PROBLEM TO WORK ON: Only certain lines below are wanted: those starting at the line containing "Draw the outline of every instance of the <item>folded" and ending at the line containing "Draw the outline of every instance of the <item>powdered", both included, each retyped exactly.

====== EXCERPTED RECORDS

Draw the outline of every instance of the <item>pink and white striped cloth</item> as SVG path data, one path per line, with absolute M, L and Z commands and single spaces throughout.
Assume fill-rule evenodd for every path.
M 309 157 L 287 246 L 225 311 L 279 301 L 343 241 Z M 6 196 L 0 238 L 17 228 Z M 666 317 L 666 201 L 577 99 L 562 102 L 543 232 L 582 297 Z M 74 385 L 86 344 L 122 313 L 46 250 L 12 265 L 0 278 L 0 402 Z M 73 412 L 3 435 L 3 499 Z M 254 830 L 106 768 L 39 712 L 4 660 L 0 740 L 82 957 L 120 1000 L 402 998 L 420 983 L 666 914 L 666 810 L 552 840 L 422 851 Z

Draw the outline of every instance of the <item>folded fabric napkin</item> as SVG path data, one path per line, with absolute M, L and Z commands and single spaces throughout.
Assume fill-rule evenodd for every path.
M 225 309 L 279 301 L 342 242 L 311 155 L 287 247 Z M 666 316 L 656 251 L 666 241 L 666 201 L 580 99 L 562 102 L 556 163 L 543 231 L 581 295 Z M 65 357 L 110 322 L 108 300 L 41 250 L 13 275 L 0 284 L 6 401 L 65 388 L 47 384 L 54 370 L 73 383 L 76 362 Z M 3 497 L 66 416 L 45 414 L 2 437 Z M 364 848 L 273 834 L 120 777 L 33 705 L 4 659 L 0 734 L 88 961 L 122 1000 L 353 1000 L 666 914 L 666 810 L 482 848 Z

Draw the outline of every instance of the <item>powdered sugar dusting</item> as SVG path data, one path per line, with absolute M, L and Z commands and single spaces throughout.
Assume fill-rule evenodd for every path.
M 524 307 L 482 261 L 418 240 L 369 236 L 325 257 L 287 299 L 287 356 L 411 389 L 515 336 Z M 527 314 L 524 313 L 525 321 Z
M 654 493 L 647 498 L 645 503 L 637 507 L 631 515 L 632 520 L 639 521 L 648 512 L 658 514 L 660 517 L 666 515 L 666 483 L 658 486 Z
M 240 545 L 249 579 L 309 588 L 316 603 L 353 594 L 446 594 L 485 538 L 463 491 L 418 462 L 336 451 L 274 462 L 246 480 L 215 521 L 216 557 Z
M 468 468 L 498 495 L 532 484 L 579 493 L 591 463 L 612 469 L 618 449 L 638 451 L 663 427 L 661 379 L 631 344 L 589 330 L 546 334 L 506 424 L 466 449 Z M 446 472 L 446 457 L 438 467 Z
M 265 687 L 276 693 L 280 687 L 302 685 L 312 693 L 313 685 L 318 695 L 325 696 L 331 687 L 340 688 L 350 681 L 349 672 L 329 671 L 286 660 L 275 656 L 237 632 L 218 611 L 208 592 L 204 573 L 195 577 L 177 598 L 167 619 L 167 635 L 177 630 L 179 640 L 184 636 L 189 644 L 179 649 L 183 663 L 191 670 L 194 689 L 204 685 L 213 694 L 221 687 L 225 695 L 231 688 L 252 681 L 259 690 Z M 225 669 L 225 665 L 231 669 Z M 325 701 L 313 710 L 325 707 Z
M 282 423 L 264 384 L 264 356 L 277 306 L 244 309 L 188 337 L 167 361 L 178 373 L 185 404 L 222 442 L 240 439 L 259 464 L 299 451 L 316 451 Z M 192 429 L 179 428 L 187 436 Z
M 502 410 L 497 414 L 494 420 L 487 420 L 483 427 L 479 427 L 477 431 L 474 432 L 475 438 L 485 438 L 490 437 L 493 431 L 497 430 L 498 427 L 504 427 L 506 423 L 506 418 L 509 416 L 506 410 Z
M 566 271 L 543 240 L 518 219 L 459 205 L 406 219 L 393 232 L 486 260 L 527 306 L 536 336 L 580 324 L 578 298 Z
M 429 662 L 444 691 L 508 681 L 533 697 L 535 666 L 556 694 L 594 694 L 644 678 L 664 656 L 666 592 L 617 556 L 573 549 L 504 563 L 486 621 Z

============

RESULT FOR THIS TASK:
Draw the outline of every instance of the <item>folded fabric napkin</item> as SVG path data, one path per line, with absolute M, L and Z commands and single spaces throughout.
Assume fill-rule evenodd for every path.
M 225 309 L 279 301 L 342 242 L 311 155 L 287 247 Z M 666 316 L 656 251 L 666 241 L 666 201 L 580 99 L 562 102 L 556 163 L 543 231 L 581 295 Z M 65 357 L 110 322 L 108 300 L 41 250 L 13 275 L 0 284 L 6 401 L 65 388 L 47 384 L 54 370 L 73 383 L 76 362 Z M 3 497 L 66 416 L 45 414 L 2 437 Z M 364 848 L 273 834 L 120 777 L 33 705 L 4 659 L 0 734 L 88 961 L 122 1000 L 353 1000 L 666 914 L 666 810 L 482 848 Z

Draw the outline of every instance of the <item>powdered sugar dusting</item> as SVG path data, one path per line, with absolute M, L and Z commands and single spaces throughout.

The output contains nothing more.